§ **TASK TO COMPLETE**:
Reproduce all of the material exactly as shown.

Dataset records about object locations
------
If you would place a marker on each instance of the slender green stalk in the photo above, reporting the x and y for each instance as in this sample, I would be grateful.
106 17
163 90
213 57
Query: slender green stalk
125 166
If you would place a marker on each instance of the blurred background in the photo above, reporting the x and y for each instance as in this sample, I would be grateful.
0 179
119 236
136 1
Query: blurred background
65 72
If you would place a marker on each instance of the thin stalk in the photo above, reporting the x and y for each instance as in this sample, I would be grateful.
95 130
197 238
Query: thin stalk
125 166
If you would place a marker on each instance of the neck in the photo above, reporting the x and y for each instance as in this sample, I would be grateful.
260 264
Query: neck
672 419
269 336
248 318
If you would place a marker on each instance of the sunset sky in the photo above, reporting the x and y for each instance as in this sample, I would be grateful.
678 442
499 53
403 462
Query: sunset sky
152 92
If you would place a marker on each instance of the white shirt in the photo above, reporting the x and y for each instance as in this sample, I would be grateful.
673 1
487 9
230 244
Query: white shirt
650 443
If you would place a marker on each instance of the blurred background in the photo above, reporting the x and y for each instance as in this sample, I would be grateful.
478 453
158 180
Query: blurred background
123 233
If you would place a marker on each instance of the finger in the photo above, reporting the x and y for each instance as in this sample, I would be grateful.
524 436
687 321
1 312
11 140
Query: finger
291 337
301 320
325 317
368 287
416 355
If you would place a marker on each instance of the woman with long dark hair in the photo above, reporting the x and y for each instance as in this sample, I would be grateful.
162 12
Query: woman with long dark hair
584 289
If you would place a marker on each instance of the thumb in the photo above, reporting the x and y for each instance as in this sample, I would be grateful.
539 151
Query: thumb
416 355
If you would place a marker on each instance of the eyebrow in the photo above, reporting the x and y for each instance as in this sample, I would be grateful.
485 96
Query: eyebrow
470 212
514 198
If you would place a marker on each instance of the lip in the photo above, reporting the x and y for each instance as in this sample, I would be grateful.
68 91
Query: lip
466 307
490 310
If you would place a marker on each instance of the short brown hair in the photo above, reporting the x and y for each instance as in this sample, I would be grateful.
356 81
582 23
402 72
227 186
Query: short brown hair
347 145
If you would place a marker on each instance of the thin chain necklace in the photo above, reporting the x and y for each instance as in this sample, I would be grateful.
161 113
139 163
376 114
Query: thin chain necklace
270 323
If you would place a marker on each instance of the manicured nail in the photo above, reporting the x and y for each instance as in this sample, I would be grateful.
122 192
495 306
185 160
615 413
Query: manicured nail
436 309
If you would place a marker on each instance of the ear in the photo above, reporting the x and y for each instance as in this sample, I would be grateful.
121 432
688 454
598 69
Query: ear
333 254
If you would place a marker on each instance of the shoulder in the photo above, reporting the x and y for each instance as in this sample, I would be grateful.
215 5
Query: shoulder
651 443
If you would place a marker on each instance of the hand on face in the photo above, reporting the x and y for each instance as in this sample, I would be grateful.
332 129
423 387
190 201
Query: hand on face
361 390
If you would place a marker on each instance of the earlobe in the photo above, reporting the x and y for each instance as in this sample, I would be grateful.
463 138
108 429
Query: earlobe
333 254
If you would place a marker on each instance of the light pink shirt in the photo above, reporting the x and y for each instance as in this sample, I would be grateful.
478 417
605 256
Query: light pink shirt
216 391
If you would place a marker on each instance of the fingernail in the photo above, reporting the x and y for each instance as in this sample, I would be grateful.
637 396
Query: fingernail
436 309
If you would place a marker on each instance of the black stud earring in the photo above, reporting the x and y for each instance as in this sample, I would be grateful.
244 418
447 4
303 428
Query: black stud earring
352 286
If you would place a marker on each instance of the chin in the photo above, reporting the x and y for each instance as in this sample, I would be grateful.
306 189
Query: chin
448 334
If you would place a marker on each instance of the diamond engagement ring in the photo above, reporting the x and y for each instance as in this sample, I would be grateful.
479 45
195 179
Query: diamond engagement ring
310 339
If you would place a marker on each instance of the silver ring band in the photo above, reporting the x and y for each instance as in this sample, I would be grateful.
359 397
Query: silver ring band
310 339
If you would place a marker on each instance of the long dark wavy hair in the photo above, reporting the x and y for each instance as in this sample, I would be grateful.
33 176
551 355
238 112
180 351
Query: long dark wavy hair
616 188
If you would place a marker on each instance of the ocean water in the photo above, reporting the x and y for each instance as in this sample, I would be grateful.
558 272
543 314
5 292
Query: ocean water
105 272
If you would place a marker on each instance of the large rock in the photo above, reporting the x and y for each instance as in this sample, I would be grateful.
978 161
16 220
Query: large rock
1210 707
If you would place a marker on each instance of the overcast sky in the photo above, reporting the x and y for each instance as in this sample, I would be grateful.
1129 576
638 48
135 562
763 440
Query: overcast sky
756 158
------
§ **TASK RESPONSE**:
If you would place a marker on each instance of the slender green stalk in the photo above, reporting the x and y for each instance as in this sample, I would be grateful.
106 17
163 90
213 57
Query: slender green stalk
125 166
If you would place a marker on each instance of the blurred background in the photo above, reporting the x and y for each instance as in this sample, I would be grateful.
0 179
119 236
136 1
Query: blurred background
65 72
If you would place a marker on each instance of the thin stalk in the photo above, reporting the x and y for each instance as in this sample, I would be grateful.
95 130
197 238
Query: thin stalk
125 166
If you would place a marker on each instance of the neck in the photo above, reporting the x and y for each instance as in this sample, I would be grateful.
260 264
Query: neck
672 419
269 336
248 318
If you would place a marker on each instance of the sunset sky in the photo above, reporting the x and y for each instance as in this sample, I would be grateful.
678 442
499 53
403 462
Query: sunset sky
152 92
If you would place a marker on each instance of the white shirt in the photo above, reporting the x and y for each instance as in this sample, I would be grateful.
673 1
487 9
230 244
Query: white shirt
650 443
If you would place a marker on each instance of the blurred background in the photo above, reporting the x and y for each instance as in this sample, I would be grateful.
478 453
158 180
Query: blurred background
123 233
If you would place a marker on each instance of the finger in the photo above, reporting the x and y for each instance as in this sample, I would be grateful.
524 436
687 321
1 312
11 140
Query: finger
291 337
301 320
325 317
368 287
416 355
If you would place a marker on each instance of the woman with long dark hair in the photo above, reporting the x and y for each instance as in this sample, I would be grateful.
162 12
Query: woman with long dark hair
584 289
If you would place a marker on each instance of the thumb in the photo above, reporting the x and y for each instance as in this sample, I would be grateful.
539 151
Query: thumb
416 355
If you would place a marker on each instance of the eyebrow in the photo above, reporting the x and y for each instance as in this sample, I would be grateful.
485 96
Query: eyebrow
470 212
514 198
If you would place a marker on each instance of the lip in the photo above, reporting the x and y for each instance as in this sample, I would be grateful.
68 91
Query: lip
466 307
490 310
If you would place a marker on each instance of the short brown hair in the photo above, reporting the x and y for each instance as in this sample, I would be grateful.
356 81
582 23
402 72
227 186
Query: short brown hair
347 145
If you would place a marker on each instance of the thin chain necklace in the photo above, reporting the x and y for each instance as in this sample, I would be grateful.
161 113
139 163
376 114
Query: thin chain necklace
270 323
If you would place a marker on each instance of the manicured nail in the photo above, reporting the x and y for each instance as in this sample, I would be grateful.
122 192
495 306
185 160
615 413
Query: manicured nail
436 309
If you would place a marker on each instance of the ear in the photo above, reporting the x and y for each instance as in this sample, I would be grateful.
121 432
688 454
598 69
Query: ear
333 254
If you would place a marker on each instance of the shoulder in the photo above, reporting the x and y for each instance as in this sample, I would be grateful.
215 5
Query: shoulder
651 443
If you would place a marker on each instance of the hand on face in the photo above, reporting the x and y for each instance as in this sample, I would be grateful.
332 129
423 387
190 201
Query: hand on face
361 390
If you would place a marker on each instance of the earlobe in the photo above, reporting the x and y for each instance as in this sample, I would be grateful.
463 138
108 429
Query: earlobe
333 254
If you would place a marker on each instance of the light pink shirt in the photo above, reporting the x and y for each instance as in this sample, I would be grateful.
478 417
605 256
Query: light pink shirt
216 391
If you would place a marker on each instance of the fingernail in the photo above, reporting the x and y for each instance as in this sample, I would be grateful.
637 396
Query: fingernail
436 309
If you would place a marker on each instance of the black stud earring in the photo above, reporting the x and y for each instance as in this sample, I would be grateful.
244 418
447 4
303 428
Query: black stud earring
352 286
If you would place a marker on each instance of the chin in the photo above, reporting the x and y for each instance as in this sample, I would be grateful.
306 189
Query: chin
448 334
If you would place a marker on each instance of the diamond engagement ring in the photo above, reporting the x and y for each instance as in this sample, I would be grateful.
479 45
195 179
Query: diamond engagement ring
310 339
If you would place a marker on each instance of the silver ring band in the photo above, reporting the x and y for each instance as in this sample, I would be grateful.
359 397
Query: silver ring band
310 339
If you would place a marker on each instance of the long dark wavy hair in the photo above, reporting the x and y for each instance as in this sample, I would be grateful.
33 176
551 355
238 112
180 351
Query: long dark wavy hair
616 188
If you would place a marker on each instance of the ocean water in the photo above, reporting the x and y for each instance as in this sample, I would be grateful.
558 272
543 314
5 292
Query: ocean water
105 272
If you would place a marker on each instance of the large rock in the photo above, reporting the x and y for each instance as in this sample, I would be grateful.
978 161
16 220
Query: large rock
1210 707
If you would place a marker on each instance of the overcast sky in the photo above, reporting the x and y for each instance as in this sample, I would be grateful.
1129 576
638 48
135 562
763 440
Query: overcast sky
756 158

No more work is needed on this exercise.